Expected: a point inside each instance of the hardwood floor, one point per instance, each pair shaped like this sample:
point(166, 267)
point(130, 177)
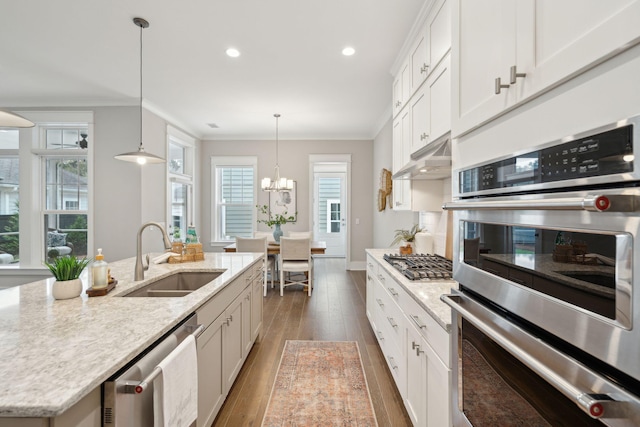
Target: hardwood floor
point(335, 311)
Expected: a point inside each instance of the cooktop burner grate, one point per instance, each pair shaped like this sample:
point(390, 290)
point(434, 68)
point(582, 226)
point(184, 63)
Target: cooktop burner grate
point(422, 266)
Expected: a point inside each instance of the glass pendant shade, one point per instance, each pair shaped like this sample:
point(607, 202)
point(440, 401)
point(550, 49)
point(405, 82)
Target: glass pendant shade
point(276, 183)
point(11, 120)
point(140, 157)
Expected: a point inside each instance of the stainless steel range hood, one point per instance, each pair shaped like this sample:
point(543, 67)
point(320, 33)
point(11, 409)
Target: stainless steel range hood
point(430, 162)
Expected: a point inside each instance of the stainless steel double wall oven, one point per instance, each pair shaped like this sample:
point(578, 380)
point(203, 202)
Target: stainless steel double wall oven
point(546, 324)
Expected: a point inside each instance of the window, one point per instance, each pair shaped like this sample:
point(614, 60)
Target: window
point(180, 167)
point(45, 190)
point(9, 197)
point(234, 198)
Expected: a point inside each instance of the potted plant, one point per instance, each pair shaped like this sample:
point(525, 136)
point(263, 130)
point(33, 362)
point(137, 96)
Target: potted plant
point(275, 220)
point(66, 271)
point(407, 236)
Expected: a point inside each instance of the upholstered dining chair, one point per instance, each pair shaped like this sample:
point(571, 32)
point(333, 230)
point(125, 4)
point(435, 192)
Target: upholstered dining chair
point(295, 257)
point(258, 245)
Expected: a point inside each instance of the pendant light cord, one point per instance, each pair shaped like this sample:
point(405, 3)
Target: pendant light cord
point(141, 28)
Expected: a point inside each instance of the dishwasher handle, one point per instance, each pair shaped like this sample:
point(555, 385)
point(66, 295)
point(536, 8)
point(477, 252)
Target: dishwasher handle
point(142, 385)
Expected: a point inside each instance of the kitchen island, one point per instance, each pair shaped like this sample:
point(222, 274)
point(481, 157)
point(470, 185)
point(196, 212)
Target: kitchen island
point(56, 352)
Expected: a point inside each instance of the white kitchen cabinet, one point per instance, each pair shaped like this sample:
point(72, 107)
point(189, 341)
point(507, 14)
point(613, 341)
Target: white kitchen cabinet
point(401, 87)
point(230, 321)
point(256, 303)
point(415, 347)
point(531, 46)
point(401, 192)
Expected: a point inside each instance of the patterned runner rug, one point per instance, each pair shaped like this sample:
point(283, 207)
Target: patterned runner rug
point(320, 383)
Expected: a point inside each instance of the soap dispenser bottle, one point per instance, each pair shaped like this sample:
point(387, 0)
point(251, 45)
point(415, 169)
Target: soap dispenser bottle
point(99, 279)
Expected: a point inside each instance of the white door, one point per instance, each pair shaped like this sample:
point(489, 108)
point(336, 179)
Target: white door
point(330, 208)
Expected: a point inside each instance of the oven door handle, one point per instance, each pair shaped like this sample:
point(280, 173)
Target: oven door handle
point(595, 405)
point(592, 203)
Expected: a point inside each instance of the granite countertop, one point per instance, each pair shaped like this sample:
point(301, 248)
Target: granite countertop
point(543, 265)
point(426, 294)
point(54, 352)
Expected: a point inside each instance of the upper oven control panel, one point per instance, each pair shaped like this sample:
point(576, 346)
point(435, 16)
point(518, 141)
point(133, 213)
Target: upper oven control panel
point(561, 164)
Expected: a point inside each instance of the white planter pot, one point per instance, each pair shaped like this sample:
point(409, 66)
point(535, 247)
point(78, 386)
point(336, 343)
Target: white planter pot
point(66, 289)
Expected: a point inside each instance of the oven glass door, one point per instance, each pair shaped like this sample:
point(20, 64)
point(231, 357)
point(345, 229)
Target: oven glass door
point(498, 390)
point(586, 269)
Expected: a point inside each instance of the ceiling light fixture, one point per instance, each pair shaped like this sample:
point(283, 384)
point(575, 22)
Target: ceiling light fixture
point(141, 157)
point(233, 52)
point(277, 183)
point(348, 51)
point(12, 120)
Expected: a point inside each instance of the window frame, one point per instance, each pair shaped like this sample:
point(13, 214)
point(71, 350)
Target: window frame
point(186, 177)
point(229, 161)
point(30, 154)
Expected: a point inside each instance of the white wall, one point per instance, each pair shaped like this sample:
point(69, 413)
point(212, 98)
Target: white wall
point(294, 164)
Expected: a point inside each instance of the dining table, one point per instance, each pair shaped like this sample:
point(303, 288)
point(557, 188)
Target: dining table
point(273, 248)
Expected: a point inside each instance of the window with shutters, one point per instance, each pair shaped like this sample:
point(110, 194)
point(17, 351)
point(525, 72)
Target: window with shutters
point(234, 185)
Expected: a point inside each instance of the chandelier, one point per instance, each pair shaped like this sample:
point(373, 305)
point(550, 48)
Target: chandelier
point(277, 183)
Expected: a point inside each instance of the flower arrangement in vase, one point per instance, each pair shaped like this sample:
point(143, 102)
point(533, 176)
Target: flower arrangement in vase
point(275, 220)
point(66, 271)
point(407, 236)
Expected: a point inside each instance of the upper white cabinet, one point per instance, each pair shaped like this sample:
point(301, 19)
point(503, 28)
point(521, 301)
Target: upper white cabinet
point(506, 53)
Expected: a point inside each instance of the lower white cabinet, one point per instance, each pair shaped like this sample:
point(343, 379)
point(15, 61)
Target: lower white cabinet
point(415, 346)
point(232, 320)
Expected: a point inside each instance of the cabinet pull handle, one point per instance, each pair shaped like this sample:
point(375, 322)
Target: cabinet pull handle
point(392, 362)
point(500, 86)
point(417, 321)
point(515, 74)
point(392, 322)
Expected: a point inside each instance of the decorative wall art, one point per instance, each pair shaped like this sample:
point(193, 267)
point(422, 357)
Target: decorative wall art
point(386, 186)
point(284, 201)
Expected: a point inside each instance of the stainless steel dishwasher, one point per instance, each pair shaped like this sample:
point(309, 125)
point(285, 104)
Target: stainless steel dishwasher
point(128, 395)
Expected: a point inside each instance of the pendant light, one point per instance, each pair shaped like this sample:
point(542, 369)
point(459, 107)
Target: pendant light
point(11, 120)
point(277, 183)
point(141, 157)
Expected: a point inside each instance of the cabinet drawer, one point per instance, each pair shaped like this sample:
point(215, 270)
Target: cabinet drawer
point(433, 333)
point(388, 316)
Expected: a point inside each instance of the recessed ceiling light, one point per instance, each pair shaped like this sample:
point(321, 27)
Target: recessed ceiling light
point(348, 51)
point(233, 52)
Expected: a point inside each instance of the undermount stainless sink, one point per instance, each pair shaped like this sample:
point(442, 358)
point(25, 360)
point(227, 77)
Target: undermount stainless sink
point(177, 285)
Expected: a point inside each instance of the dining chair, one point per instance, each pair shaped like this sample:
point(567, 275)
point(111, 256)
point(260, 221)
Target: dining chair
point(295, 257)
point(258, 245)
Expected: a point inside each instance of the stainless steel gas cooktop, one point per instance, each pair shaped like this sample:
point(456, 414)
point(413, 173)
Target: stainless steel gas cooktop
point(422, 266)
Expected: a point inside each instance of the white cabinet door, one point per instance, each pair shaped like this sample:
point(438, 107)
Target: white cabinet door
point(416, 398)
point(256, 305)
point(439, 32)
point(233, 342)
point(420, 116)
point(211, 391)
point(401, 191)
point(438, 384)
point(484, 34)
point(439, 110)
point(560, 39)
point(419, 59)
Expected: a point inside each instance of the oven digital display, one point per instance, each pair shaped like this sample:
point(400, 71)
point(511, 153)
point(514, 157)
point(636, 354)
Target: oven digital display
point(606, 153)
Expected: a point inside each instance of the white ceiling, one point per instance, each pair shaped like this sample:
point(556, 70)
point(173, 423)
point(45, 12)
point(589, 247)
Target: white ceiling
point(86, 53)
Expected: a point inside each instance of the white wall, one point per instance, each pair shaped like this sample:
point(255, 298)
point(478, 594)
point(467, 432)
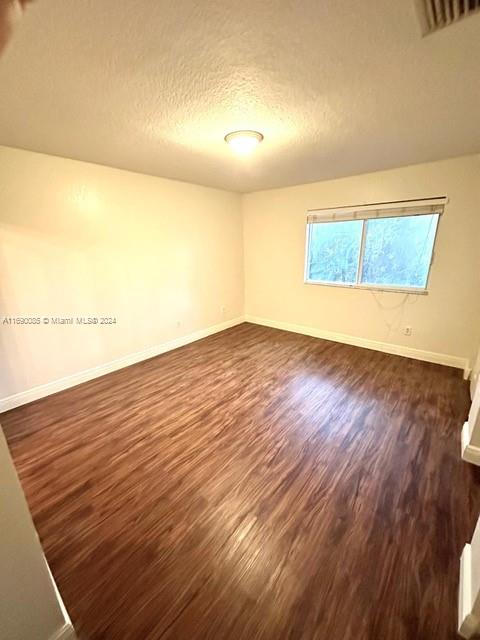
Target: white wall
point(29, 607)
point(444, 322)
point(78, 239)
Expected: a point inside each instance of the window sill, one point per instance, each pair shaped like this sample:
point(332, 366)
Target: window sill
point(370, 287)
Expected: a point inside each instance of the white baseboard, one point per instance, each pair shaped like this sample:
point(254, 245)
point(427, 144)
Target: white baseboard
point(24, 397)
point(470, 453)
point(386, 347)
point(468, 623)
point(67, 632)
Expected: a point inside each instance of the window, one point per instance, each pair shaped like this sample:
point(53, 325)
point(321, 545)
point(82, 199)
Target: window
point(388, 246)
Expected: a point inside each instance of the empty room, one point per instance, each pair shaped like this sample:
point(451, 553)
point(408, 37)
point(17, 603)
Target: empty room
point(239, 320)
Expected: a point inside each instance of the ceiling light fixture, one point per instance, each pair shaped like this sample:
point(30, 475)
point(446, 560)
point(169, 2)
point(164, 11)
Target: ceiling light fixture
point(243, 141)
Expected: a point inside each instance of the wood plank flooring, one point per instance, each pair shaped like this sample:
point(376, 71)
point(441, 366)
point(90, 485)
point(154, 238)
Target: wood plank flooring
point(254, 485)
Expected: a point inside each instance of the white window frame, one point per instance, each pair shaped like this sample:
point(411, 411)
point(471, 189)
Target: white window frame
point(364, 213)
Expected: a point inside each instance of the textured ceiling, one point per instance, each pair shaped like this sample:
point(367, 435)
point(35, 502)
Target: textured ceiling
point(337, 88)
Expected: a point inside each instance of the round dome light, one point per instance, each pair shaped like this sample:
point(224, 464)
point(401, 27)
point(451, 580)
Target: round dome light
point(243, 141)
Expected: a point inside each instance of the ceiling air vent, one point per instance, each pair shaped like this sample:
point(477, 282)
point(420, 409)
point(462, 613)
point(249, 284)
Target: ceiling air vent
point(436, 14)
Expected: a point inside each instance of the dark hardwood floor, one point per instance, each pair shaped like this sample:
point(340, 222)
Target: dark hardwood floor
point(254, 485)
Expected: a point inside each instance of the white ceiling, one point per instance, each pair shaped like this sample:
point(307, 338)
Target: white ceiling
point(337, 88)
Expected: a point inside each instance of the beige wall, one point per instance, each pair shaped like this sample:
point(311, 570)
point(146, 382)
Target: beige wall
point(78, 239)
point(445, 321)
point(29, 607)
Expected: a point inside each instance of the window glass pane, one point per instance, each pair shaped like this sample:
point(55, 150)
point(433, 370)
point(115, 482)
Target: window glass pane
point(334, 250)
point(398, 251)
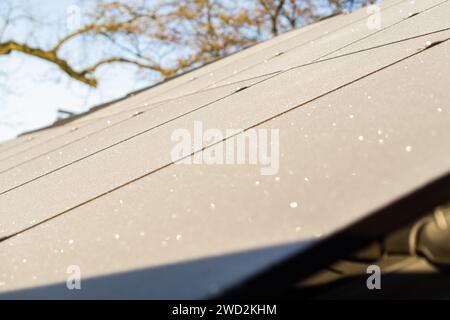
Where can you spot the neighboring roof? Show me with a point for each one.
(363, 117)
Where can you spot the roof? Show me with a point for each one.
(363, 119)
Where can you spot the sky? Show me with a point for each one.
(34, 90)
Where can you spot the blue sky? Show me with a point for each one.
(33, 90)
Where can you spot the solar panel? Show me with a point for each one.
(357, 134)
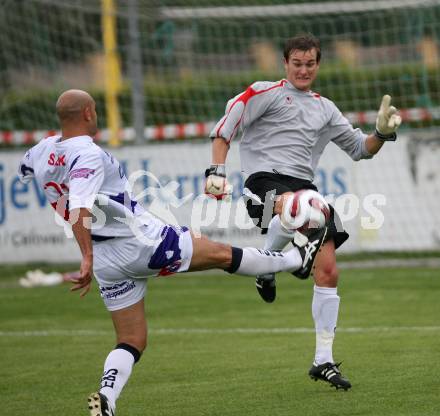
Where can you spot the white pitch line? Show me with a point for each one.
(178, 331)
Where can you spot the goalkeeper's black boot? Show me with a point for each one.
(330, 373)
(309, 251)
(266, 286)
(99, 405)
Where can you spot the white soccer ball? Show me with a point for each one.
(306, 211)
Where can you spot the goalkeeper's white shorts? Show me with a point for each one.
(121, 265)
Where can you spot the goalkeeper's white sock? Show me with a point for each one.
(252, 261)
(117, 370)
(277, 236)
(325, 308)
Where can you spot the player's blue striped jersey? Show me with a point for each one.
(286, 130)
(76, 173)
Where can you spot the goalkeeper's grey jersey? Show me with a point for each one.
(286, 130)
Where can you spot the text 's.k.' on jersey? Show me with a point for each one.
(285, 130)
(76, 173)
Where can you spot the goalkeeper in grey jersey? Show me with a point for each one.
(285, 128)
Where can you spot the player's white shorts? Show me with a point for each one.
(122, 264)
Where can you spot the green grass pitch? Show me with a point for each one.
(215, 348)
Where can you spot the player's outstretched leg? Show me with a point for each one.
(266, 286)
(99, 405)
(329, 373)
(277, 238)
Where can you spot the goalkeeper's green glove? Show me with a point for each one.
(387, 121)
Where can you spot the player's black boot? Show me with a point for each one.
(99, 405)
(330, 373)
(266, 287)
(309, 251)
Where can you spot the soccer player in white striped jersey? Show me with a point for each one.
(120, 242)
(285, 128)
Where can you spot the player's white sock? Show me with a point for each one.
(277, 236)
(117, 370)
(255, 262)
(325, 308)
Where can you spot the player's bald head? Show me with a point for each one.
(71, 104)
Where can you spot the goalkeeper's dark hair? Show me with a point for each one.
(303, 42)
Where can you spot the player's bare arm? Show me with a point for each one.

------------------------------------------------

Your answer must consist solely of the lines above between the line holding "point(550, 49)" and the line holding "Expected: a point inside each instance of the dishwasher", inclusive, copied exactly.

point(550, 49)
point(405, 82)
Target: glass pendant shade
point(276, 183)
point(11, 120)
point(140, 157)
Expected: a point inside each instance of the stainless steel range hood, one point per instance, each pair shaped like this sample:
point(543, 67)
point(320, 33)
point(11, 409)
Target: stainless steel range hood
point(430, 162)
Expected: a point inside each instance of the stainless steel double wall oven, one point per instance, each pair shaped like this sample:
point(578, 380)
point(203, 202)
Target: stainless steel double wall oven
point(546, 324)
Expected: a point inside each instance of the window, one point per instance, each pair shaped like this sample:
point(614, 60)
Target: window
point(180, 167)
point(45, 190)
point(9, 197)
point(234, 198)
Expected: a point inside each instance of the potted plant, one point per instance, each pair shaped like this sample:
point(525, 136)
point(263, 130)
point(33, 362)
point(137, 96)
Target: potted plant
point(275, 220)
point(66, 271)
point(407, 236)
Expected: a point inside each instance of the upholstered dining chair, one point per instance, each pair shaped like this sample:
point(571, 32)
point(333, 230)
point(125, 4)
point(435, 192)
Target: upholstered dining chair
point(295, 257)
point(258, 245)
Expected: a point inside each instance of the pendant light cord, one point per instance, each pair shaped like this sample:
point(405, 3)
Target: pendant light cord
point(141, 28)
Expected: a point inside each instance of the dishwasher handle, one point per instance, each pair shaped like this sample:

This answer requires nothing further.